Les mouvements d’aiguilles de Manoli, 90 ans

« Je suis resté enfermé chez moi pendant un long moment. Pour passer le temps, je tricotais toute la journée en regardant la télé. »

Entourée par ses photos de famille et ses pelotes de laine, Manoli vit depuis une quarantaine d’années dans son petit appartement près de la Chaussée de Forêt.

Pendant les confinements, Manoli a transformé l’ennui en se mettant au service des autres et d’elle-même. Elle aime prendre soin de sa maison et accorde une attention particulière à son hygiène de vie. Le tricot l’a accompagné pendant toute la pandémie, elle offrait ensuite ses créations à sa famille ou à celleux dans le besoin.

Manoli
Maria José

La positive energy de María José

« L’impuissance, ce serait le titre. Au début, je ne savais pas comment les aider. La pandémie a représenté beaucoup plus de travail pour nous. Mais même si c’était fatiguant, c’était du plaisir, je ne pouvais pas rester enfermée chez moi. Je l’ai vu un peu comme un défi, il fallait aller encore plus loin et s’adapter. »

EXTRAIT DES DONNÉES:

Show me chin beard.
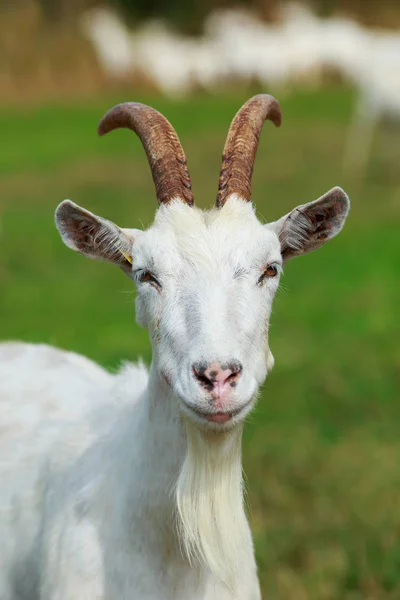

CONSIGNE:
Recopiez à l'identique, s'il vous plaît, le passage du texte sur Manoli et María José qui va de « Entourée par ses » jusqu'à « Chaussée de Forêt. » inclus.

CORRIGÉ:
Entourée par ses photos de famille et ses pelotes de laine, Manoli vit depuis une quarantaine d’années dans son petit appartement près de la Chaussée de Forêt.